--- Supplied data ---

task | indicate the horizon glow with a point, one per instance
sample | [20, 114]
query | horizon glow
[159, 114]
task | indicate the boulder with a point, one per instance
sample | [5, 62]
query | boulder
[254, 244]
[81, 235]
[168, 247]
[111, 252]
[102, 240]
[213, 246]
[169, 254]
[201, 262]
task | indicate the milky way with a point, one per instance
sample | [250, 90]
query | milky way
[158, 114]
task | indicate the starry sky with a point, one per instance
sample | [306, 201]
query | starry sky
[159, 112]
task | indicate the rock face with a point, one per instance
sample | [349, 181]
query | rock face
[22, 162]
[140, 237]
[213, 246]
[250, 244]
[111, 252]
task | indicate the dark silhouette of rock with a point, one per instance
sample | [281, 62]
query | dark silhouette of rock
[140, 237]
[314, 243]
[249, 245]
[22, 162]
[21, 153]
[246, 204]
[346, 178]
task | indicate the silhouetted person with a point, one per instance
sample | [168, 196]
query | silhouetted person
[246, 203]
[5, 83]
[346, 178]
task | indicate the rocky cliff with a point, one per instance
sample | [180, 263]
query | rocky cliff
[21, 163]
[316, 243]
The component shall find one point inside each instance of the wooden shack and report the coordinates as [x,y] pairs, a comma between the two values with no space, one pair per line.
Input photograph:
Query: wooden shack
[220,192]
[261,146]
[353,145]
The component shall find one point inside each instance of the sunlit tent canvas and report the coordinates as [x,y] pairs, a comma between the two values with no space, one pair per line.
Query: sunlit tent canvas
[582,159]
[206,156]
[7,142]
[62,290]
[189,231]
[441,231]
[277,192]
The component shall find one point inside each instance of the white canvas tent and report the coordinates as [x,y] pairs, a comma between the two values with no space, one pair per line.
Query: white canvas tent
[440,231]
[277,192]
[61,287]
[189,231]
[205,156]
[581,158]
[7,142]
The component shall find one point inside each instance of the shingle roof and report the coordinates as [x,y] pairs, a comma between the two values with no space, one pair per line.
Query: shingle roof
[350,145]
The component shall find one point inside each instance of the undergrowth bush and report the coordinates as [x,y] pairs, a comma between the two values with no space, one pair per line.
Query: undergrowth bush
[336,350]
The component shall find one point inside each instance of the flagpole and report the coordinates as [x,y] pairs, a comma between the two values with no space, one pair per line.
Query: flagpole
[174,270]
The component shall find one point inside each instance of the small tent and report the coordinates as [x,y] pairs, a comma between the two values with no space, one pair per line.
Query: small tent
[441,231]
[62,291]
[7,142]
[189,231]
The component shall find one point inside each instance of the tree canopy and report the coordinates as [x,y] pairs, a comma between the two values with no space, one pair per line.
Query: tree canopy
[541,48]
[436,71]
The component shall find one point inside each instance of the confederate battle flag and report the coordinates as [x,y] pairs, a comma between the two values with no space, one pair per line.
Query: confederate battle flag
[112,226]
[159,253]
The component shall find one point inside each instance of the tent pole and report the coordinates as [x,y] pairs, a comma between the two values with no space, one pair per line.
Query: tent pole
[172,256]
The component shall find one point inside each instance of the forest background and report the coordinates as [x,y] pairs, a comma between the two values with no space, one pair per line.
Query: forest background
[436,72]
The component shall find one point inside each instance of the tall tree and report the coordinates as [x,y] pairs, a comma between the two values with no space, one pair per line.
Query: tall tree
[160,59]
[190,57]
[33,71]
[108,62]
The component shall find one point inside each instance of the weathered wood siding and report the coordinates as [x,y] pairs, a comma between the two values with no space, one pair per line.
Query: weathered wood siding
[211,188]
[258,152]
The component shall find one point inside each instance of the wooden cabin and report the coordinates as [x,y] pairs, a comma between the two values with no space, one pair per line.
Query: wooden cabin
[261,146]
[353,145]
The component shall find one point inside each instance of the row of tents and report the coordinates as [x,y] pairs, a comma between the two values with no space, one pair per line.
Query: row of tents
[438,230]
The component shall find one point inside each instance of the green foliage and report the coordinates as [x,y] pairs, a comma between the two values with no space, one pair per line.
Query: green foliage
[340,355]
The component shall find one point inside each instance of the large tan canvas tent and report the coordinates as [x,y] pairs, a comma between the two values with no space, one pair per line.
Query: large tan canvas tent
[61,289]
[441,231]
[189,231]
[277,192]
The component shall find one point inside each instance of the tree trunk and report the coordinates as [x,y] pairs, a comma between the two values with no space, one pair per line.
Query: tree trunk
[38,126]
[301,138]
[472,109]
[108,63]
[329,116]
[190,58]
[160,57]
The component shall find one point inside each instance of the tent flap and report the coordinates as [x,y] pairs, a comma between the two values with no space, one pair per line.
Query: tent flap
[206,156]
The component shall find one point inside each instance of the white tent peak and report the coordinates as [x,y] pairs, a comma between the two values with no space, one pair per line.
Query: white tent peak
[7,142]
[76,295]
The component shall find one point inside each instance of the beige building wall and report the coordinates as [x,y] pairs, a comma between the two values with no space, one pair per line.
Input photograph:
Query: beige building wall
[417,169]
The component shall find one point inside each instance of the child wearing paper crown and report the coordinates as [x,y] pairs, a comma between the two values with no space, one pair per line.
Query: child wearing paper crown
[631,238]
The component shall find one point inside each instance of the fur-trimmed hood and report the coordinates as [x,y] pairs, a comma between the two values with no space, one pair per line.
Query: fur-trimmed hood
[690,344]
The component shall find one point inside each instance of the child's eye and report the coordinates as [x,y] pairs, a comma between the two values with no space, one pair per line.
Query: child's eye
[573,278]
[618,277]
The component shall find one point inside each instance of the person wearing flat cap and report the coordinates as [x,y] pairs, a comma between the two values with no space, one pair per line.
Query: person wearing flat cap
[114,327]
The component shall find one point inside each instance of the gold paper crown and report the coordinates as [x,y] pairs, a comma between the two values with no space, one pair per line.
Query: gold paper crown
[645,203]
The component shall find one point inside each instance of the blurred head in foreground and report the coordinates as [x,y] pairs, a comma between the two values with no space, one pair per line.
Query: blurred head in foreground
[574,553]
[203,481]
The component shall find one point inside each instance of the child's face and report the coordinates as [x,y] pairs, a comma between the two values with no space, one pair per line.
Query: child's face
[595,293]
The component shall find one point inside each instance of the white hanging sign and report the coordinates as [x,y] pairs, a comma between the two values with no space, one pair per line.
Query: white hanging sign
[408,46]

---

The request.
Write the material out exactly, with nothing left out.

The output.
task | indicate the horizon glow with a point, one per instance
sample | [20, 114]
query | horizon glow
[159, 114]
task | indicate the boulder with a point, one per instance
sample | [5, 62]
query | boulder
[254, 244]
[81, 235]
[168, 247]
[111, 252]
[102, 240]
[213, 246]
[169, 254]
[201, 262]
task | indicate the milky way with a point, one per instance
sample | [250, 90]
query | milky way
[158, 114]
task | indicate the starry sky with a point, one per instance
sample | [306, 201]
query | starry sky
[159, 112]
task | indicate the rock face with a point, one per instance
sample | [349, 181]
query | rock face
[22, 162]
[140, 237]
[213, 246]
[250, 244]
[111, 252]
task | indicate the dark silhouette of rock with a point, one per instance
sample | [281, 62]
query | dark silhouette of rock
[140, 237]
[314, 243]
[249, 245]
[22, 162]
[21, 153]
[246, 204]
[346, 178]
task | indicate the silhouetted person with a point, one per instance
sample | [168, 196]
query | silhouetted person
[246, 203]
[5, 83]
[346, 178]
task | indicate the rocky cliff with a point, one per instance
sample | [180, 263]
query | rocky cliff
[21, 163]
[316, 243]
The component shall find one point inside each instance of the wooden shack and report the coordinates as [x,y] pairs, a comma between the two values with no space, one pair per line.
Input photograph:
Query: wooden shack
[220,192]
[261,146]
[353,145]
The component shall find one point inside each instance of the sunlit tent canvas and report the coordinates as [x,y] pairs, a comma between the two values with no space, one pair per line.
Query: sunlit tent canvas
[582,159]
[206,156]
[7,142]
[62,290]
[189,231]
[441,231]
[277,192]
The component shall find one point inside each instance of the white canvas tent and report the coordinates as [x,y] pairs, a comma between the two values with no space, one pair per line.
Query: white canvas tent
[440,231]
[277,192]
[61,287]
[189,231]
[205,156]
[581,158]
[7,142]
The component shall find one point inside each instance of the shingle roof and report the coordinates as [x,y] pairs, a comma between the two values with no space, one pair per line.
Query: shingle roof
[350,145]
The component shall find one point inside each instance of the undergrowth bush and report the coordinates as [x,y] pairs, a comma between the two values with no space, one pair per line.
Query: undergrowth bush
[336,350]
The component shall find one point inside each instance of the flagpole and report the coordinates as [x,y] pairs, a comma between the two values with no space, one pair per line.
Query: flagpole
[174,270]
The component shall find one point inside each instance of the small tent and report the coordinates as [x,y] pairs, a comma between the two values with no space, one pair per line.
Query: small tent
[441,231]
[62,291]
[7,142]
[189,231]
The component shall find one point inside each instance of the tree canopy and report the coordinates as [x,y] pairs, a comma between the two values with no space, one pair per line.
Query: tree canopy
[541,48]
[436,71]
The component shall find one point inside each instance of the confederate battle flag and report the coordinates as [x,y] pairs, a comma between the two values with no space, one pair per line.
Query: confederate battle flag
[112,226]
[159,253]
The component shall find one point inside each instance of the tent pole and report the coordinates as [x,y] pairs, a comma between the two values with no space, one pair per line.
Query: tent pole
[172,256]
The component shall find one point inside each instance of the forest background and report the coordinates as [x,y] pairs, a comma between the two values with no space, one pair per line.
Query: forest background
[436,72]
The component shall find one point inside each instance of the tall tree and report the coordinates as [x,y] pairs, a comma between the two values with no space, one pair per line.
Query: tall tree
[160,59]
[190,57]
[33,71]
[108,62]
The component shall find one point inside each instance of the weathered wood siding and report the coordinates as [x,y] pairs, a comma between the two values with no space, one pair per line.
Query: weathered wood siding
[211,188]
[258,152]
The component shall find one point inside each instance of the wooden cabin and report the coordinates as [x,y] pairs, a comma between the two values with no space, one pair per line.
Query: wooden cabin
[261,146]
[353,145]
The component shall find one point inside each instance of the row of tents and report the coordinates as [x,y] pairs, a comma between the two values with no space, one pair per line.
Query: row of tents
[438,230]
The component shall find one point inside each instance of the green foliage and report the coordinates as [x,y] pairs, a comma between the two values with no space, one pair per line.
Query: green foliage
[340,355]
The component shall find one point inside each instance of the large tan canvas tent and report the coordinates as [x,y] pairs, a comma between the two values with no space, one pair per line.
Query: large tan canvas tent
[61,289]
[441,231]
[189,231]
[277,192]
The component shall find one point inside each instance of the tree trunk and report the coordinates as [x,y] pairs, a comma between the two values with no space, one pair per line.
Query: tree trunk
[38,126]
[301,138]
[472,109]
[108,63]
[329,116]
[190,58]
[160,57]
The component shall find one point inside each instance of the tent flap and report the coordinates as [x,y] pairs, a comma between the two values with no space, one pair per line.
Query: tent flap
[206,156]
The component shall find one point inside each instance of the white tent peak and report the coordinates as [x,y] pairs, a comma between the two values with no space, one pair per line.
Query: white tent peak
[7,142]
[76,295]
The component shall find one point inside each instance of the beige building wall and report the coordinates as [x,y] pairs, a comma between the two values with no space, one pair per line.
Input photograph:
Query: beige building wall
[417,169]
The component shall find one point inside each instance of the child wearing paper crown and report the coordinates as [x,y] pairs, a comma between the two values with no space, one pair per line.
Query: child wearing paper crown
[631,238]
The component shall find one point inside each instance of the fur-trimmed hood and report the coordinates as [x,y] pairs, a comma between the two values with no space, one pair per line.
Query: fur-trimmed hood
[690,344]
The component shall find one point inside each instance of the child's eye and report the coordinates as [x,y] pairs, a comma between the two values with no space, one pair per line.
Query: child's eye
[573,278]
[618,277]
The component shall find one point inside each instance of the person wearing flat cap and report the coordinates as [x,y] pairs, a comma between the two values with no space, one pair per line.
Query: person wearing flat cap
[114,327]
The component shall find one point inside each instance of the gold paper crown and report the coordinates as [x,y] pairs, a comma between the two values with no space, one pair per line.
Query: gold paper crown
[645,203]
The component shall find one point inside each instance of the blurred head in foreground and report the coordinates as [x,y] pairs, a comma between the two values with no space, one pair per line.
Query: blurred head in foreground
[574,553]
[203,481]
The component shall find one point inside each instance of the child's face and report the coordinates as [x,y] pairs, a comma between the two values with no space, one pair per line.
Query: child's face
[595,293]
The component shall find one point inside each instance of the white hanging sign and report the coordinates as [x,y] pairs, a comma between the two values with no space, one pair per line.
Query: white hanging sign
[408,46]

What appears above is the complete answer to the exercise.